What is being asked » In full and without alteration, print the entries.
[[ Task inputs open ]]
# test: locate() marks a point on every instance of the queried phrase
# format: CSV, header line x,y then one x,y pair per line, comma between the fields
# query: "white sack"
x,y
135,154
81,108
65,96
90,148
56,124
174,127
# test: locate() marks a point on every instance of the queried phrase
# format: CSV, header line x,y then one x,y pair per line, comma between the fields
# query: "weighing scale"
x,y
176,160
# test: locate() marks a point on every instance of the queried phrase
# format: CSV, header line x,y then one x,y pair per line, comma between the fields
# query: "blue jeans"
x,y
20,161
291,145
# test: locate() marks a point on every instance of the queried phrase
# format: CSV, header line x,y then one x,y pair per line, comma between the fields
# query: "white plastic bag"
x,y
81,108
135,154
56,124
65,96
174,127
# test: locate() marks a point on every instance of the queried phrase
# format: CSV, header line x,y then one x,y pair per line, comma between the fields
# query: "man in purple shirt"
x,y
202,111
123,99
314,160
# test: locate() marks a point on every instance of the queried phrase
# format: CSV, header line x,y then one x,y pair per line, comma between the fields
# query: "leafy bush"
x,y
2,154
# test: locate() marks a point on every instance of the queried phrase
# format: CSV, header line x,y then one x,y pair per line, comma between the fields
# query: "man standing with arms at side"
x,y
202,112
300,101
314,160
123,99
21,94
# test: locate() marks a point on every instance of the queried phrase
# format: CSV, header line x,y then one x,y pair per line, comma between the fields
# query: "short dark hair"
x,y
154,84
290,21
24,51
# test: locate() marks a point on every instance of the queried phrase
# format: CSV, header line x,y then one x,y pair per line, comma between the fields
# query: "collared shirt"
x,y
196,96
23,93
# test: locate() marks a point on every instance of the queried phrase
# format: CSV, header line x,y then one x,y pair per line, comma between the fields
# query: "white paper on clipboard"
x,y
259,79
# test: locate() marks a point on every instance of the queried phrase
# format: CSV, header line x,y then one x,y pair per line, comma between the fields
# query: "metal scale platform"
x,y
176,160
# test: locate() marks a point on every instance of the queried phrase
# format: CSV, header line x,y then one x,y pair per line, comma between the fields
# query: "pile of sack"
[[ Task inputs closed ]]
Answer for the task »
# test: locate() marks a point on every instance of the queried phrase
# format: CSV, header line x,y then one x,y pair per line, comma between the fields
# query: "white sack"
x,y
135,154
81,108
65,96
90,148
56,124
174,127
# test: locate() marks a point on every instance of the queried phrase
# format: CSV, header line x,y then one x,y pair per line, comma between the fields
# query: "weighing scale"
x,y
176,160
# test: locate() marks a point on every instance of the queried phrase
# format: CSV, header line x,y then one x,y pair per line, comma between the fields
# query: "blue jeans"
x,y
20,161
291,145
# test: locate() marks a point on every instance of the queried phrase
# format: CSV, header line x,y then one x,y pair per line, comma between the fields
# query: "white plastic bag"
x,y
81,108
135,154
56,124
65,96
174,127
# test: locate() marks a point on every instance of the queried phrase
# format: CSV, header line x,y then one x,y pair per line, comma between the fields
# query: "man in purple shirt"
x,y
202,111
123,99
314,160
# test: locate() marks a point on every instance of the queried phrase
# format: CSV, header line x,y then one x,y pair per line, comma between the fields
# query: "leafy bush"
x,y
2,154
# test: locate() marks a point on every instance of the queried phrase
# format: CSV, header line x,y then one x,y pair per line, comma between the fields
# query: "man standing with arms at side"
x,y
202,112
300,101
314,160
123,99
21,94
# test: locate() marks a point on every instance of the queried phrase
# format: CSV, header line x,y then one x,y pair per line, comma between the fields
# query: "short dark hair"
x,y
154,84
290,21
24,51
# test: locate() marks a point on every instance of the queried phrase
# format: CSV, header line x,y then one x,y pair per line, comma between the fields
# query: "collared shirt"
x,y
196,96
23,93
# test: locate() marks a point on every instance of the queried phrase
# format: CSV, header line x,y then one x,y pair per line, comma between the fields
# query: "white paper on clipboard"
x,y
259,79
# test: locate() marks a point on every instance of the queried phrase
# format: CSV, header line x,y then one x,y pair per line, comma between the fields
# query: "metal scale platform"
x,y
176,160
# test: locate() marks a point on every instance of the queried phrase
# format: CSV, header line x,y then one x,y pair per line, comma between the fields
# query: "pile of sack"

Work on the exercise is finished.